Electronics Design AUPCB failing radiated emissions near 200 MHz on pre-compliance scan — where to start?
Asked by whateverlol88 ·
Ran our first pre-compliance EMI scan this week. Board passes CISPR 32 Class B limits cleanly below 150 MHz, but there's a clear peak at 196 MHz sitting about 6 dB over the limit. MCU is STM32F405 running at 168 MHz from an 8 MHz external crystal. We're also running a 500 kHz synchronous buck converter for the 3.3V rail.
Stackup is 4-layer with a solid ground plane on L2 and a power plane on L3. I'm trying to understand whether the 196 MHz peak is coming from the MCU clock, the SMPS, or something else entirely — and what to fix first before paying for the formal test.
3 Replies
Almost certainly a digital clock product, not the SMPS. Your 500 kHz converter's harmonics land at 500 kHz, 1 MHz, 1.5 MHz ... all well below 196 MHz. The 196 MHz peak is almost certainly related to the 168 MHz CPU clock: 168 × 7/6 = 196 MHz is a common intermodulation product from the PLL, or it could be near 168 MHz + one harmonic of the 8 MHz crystal. Either way, scope it to the MCU, not the switcher.

#### Source data:
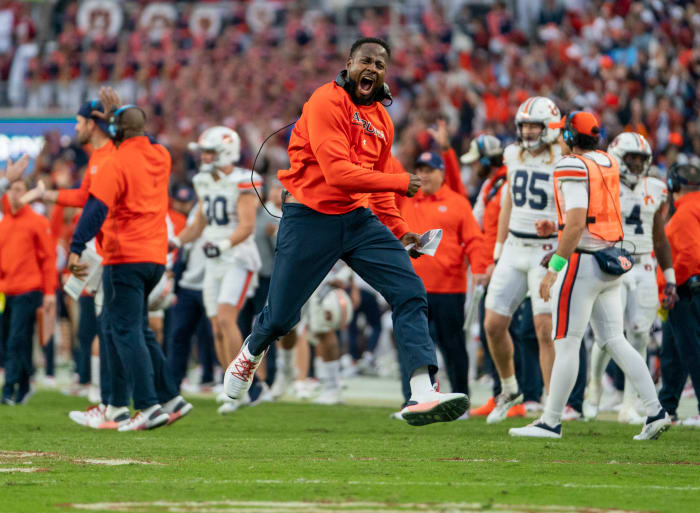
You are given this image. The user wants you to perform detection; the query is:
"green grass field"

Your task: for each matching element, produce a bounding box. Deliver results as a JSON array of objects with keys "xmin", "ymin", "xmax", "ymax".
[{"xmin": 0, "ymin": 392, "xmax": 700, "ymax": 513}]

#### Explore the material:
• a. Do these statements agree with the forum thread about the 196 MHz emissions peak? For each, answer yes or no and quote the deciding words from the thread.
(i) The board exceeds the CISPR 32 Class B limits below 150 MHz.
(ii) The 4-layer stackup has a solid ground plane on L2.
(iii) The reply blames the 196 MHz peak on the buck converter.
• b. Supply what follows in the forum thread about the 196 MHz emissions peak, starting after its last sentence.

#### Replies:
• a.
(i) No: "Board passes CISPR 32 Class B limits cleanly below 150 MHz"
(ii) Yes: "Stackup is 4-layer with a solid ground plane on L2"
(iii) No: "Almost certainly a digital clock product, not the SMPS."

• b.
First thing to do before anything mechanical: enable spread-spectrum clocking on the STM32F405 PLL in CubeMX. The F4 supports centre-spread on the main PLL output, which spreads the energy in the 168 MHz harmonic across a wider bandwidth and can reduce the peak by 6–10 dB on its own, sometimes enough to bring a marginal failure under the limit. It's a firmware change, costs nothing, and takes five minutes to test.
If spread-spectrum isn't enough, the diagnostic step is a near-field H-field loop probe near the MCU versus near the crystal and versus near the SMPS section. The probe that makes the 196 MHz peak jump most when brought close identifies the dominant radiating structure. Common culprits: a long trace running from the MCU that acts as an antenna at λ/4 near 196 MHz (about 36 cm in FR4), or the crystal circuit itself if it's not guarded.
Practical layout fixes in rough priority order:
- Guard the crystal with a ground pour stitched to L2, and keep crystal traces short and away from anything that leaves the PCB.
- Add a ferrite bead on the 3.3V line between the power plane and the MCU's digital VDD pins — this prevents switching current from propagating onto the power distribution as a secondary antenna.
- Check for floating copper: any copper fill on signal layers not stitched to ground will pick up clock noise capacitively and re-radiate it.
The spread-spectrum option wasn't enabled — I didn't even know it existed in CubeMX. Just enabled it and the peak dropped from +6 dB over limit to +1 dB. Still failing but much closer. Going to try the ferrite bead on VDD next and add the crystal guard ring.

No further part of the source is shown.